Written tasks
1. In the NCSP passage, what share of the total throughput of Russian ports did NCSP Group account for in 2017?
2. Rewrite the NCSP passage starting at "Summa Group and" and ending at "country in 2013.", substituting "underhanded tactics" for "dirty tricks".

Page extract
[BEGIN]
NCSP is not just one port, it is Russia’s largest port operator managing 8 stevedoring companies. These include terminals in Novorossiysk – NCSP itself (oil, bulk and general cargo, containers), NLE (containers), Novorossiysk Grain Terminal (grain), IPP (bunkers, liquid bulk) – as well as Primorsk Oil terminal (oil, #5 by volumes in Russia) and Baltiysk Stevedoring Company (containers) on the Baltic Sea. In 2017, the consolidated volume of NCSP Group reached 144 mln tonnes, accounting for 18% of the total throughput of the Russian ports. In January-July 2018, the Group’s throughput was 82 mln tonnes, -3.3% y-o-y.
Summa Group and Transneft acquired Novoport Holding in 2011 but have been conflicting over the asset since 2013, writes Russian business daily RBC. At that time, Transneft stated that NCSP management did not take into consideration Transneft’s interests and insisted on changing NCSP Chairman Marat Shaydaev (was appointed by Summa) and General Director Rado Antolovich. Finally, Transneft managed to replace them with Maxim Grishanin, the deputy of Transneft’s president Nikolay Tokarev, and Yuri Matvienko, accordingly. But this battle was marked by dirty tricks, such as prosecution of Rado Antolovich on falsified charges of bribery, which made him flee from the country in 2013.
[END]
Supplied material
[BEGIN]
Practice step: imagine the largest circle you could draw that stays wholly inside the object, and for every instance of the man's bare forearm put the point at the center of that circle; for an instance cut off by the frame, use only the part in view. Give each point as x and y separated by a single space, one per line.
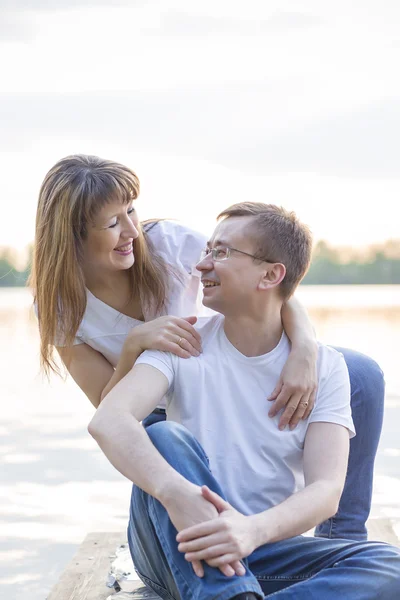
[END]
Answers by task
1. 18%

2.
Summa Group and Transneft acquired Novoport Holding in 2011 but have been conflicting over the asset since 2013, writes Russian business daily RBC. At that time, Transneft stated that NCSP management did not take into consideration Transneft’s interests and insisted on changing NCSP Chairman Marat Shaydaev (was appointed by Summa) and General Director Rado Antolovich. Finally, Transneft managed to replace them with Maxim Grishanin, the deputy of Transneft’s president Nikolay Tokarev, and Yuri Matvienko, accordingly. But this battle was marked by underhanded tactics, such as prosecution of Rado Antolovich on falsified charges of bribery, which made him flee from the country in 2013.